-- EXERCISE TASK --
In the lines that follow, replace "crop-scouting log" with "nursery inventory" everywhere it appears and write all the lines out again, leaving everything else unchanged. Do not include the pictures.

-- GIVEN RECORDS --
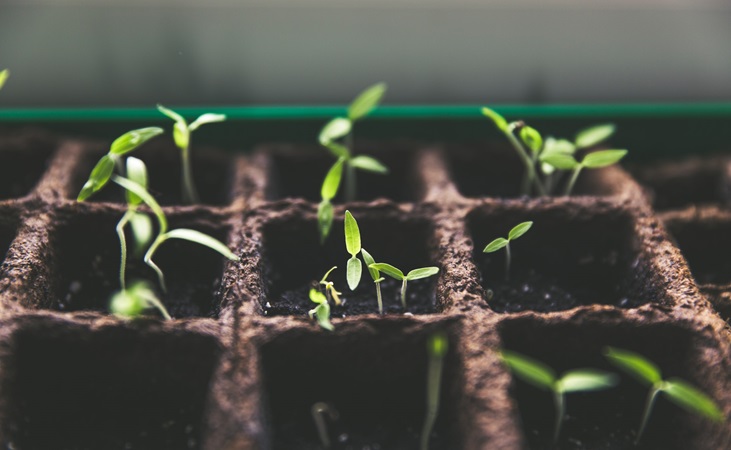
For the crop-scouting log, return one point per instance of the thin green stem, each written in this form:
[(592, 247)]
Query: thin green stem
[(572, 181), (190, 195), (648, 409), (123, 247)]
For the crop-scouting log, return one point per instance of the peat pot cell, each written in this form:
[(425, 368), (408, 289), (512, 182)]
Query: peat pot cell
[(608, 419), (294, 261), (86, 259), (495, 170), (567, 259), (212, 174), (22, 166), (376, 383), (705, 244), (68, 388), (692, 182), (299, 172)]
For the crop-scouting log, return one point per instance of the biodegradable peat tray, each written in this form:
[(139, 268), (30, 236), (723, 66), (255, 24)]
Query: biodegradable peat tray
[(241, 364)]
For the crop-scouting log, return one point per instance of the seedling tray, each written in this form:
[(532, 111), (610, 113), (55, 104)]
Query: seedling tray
[(241, 364)]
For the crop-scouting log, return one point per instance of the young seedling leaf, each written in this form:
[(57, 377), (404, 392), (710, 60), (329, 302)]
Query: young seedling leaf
[(202, 239), (530, 370), (366, 101), (424, 272), (519, 230), (99, 177), (560, 161), (634, 364), (331, 183), (603, 158), (531, 138), (495, 245), (692, 399), (499, 120), (133, 139), (594, 135), (389, 270), (334, 130), (352, 234), (206, 118), (586, 380), (368, 164)]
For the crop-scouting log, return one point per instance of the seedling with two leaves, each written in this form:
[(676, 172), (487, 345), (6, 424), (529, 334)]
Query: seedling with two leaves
[(181, 134), (331, 137), (543, 377), (677, 391), (546, 161), (516, 232)]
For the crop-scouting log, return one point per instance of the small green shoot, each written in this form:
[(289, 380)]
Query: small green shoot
[(542, 377), (354, 269), (341, 128), (134, 300), (416, 274), (322, 310), (516, 232), (181, 134), (437, 346), (678, 391), (319, 410), (164, 234)]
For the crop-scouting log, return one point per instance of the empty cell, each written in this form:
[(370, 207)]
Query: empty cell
[(298, 172), (570, 257), (609, 418), (294, 261), (375, 382), (86, 261), (67, 387)]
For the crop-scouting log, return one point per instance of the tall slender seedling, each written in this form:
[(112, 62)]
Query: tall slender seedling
[(181, 134)]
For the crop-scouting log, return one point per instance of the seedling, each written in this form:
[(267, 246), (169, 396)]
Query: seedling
[(133, 301), (181, 134), (678, 391), (164, 234), (437, 346), (341, 128), (554, 156), (416, 274), (543, 377), (319, 410), (516, 232), (322, 310)]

-- RESULT --
For the nursery inventory, return one point per instance of the thin green stem, each written in this form:
[(592, 247)]
Query: thin green stem
[(572, 181), (190, 195), (648, 409), (123, 247)]
For the nursery inventory, return one point per instance of the peat pot cell, each written in this form:
[(425, 368), (408, 289), (512, 182)]
Query: peat pot cell
[(608, 419), (294, 261), (86, 259), (495, 170), (567, 259), (212, 174), (22, 166), (376, 383), (705, 244), (68, 388), (692, 182), (299, 172)]
For the nursery inventory, return one point per instance of the biodegradable peat tray, each written in this form:
[(139, 268), (30, 236), (723, 66), (255, 24)]
Query: biodegradable peat tray
[(241, 364)]
For the nursery inventory, return one point per instance of the seedling tray, each written in this form:
[(532, 111), (610, 113), (55, 104)]
Query: seedling tray
[(241, 364)]
For the nursery inventory, return one point per instance of the young seedling leaf, each written in this form:
[(57, 377), (404, 392), (710, 60), (329, 302)]
Query: young seedling leaf
[(202, 239), (530, 370), (366, 101), (424, 272), (519, 230), (99, 177), (560, 161), (634, 364), (331, 183), (603, 158), (531, 138), (495, 245), (692, 399), (499, 120), (133, 139), (594, 135), (389, 270), (334, 130), (352, 234), (206, 118), (586, 380), (368, 164)]
For the nursery inventory, return one point per instance of the seedling with two leaves, each written in this form:
[(676, 172), (487, 345), (6, 424), (529, 334)]
Query: seedling with two leaves
[(181, 134), (331, 137), (543, 377), (677, 391), (546, 161), (516, 232)]
For the nursery inventory, return one point per instance of the small green shoot, each written in this form:
[(289, 380)]
Query: small green shoot
[(542, 377), (354, 269), (341, 128), (134, 300), (416, 274), (322, 310), (516, 232), (181, 134), (437, 346), (678, 391), (319, 410), (164, 234)]
For the nursery inventory, return one point per instance of the empty cell, each written in this form:
[(370, 207)]
Query: empty cell
[(298, 172), (570, 257), (609, 418), (294, 261), (375, 382), (86, 261), (67, 387)]
For the nursery inventory, return one point per instance of the tall slender seedling, each written in this form:
[(112, 62)]
Query: tall slender seedling
[(181, 134)]
For the nursery inventory, return one point per instance of the seedling, each written in this form:
[(267, 246), (169, 396)]
Query: seedling
[(133, 301), (181, 134), (678, 391), (164, 234), (437, 346), (341, 128), (554, 156), (416, 274), (543, 377), (319, 410), (516, 232), (322, 310)]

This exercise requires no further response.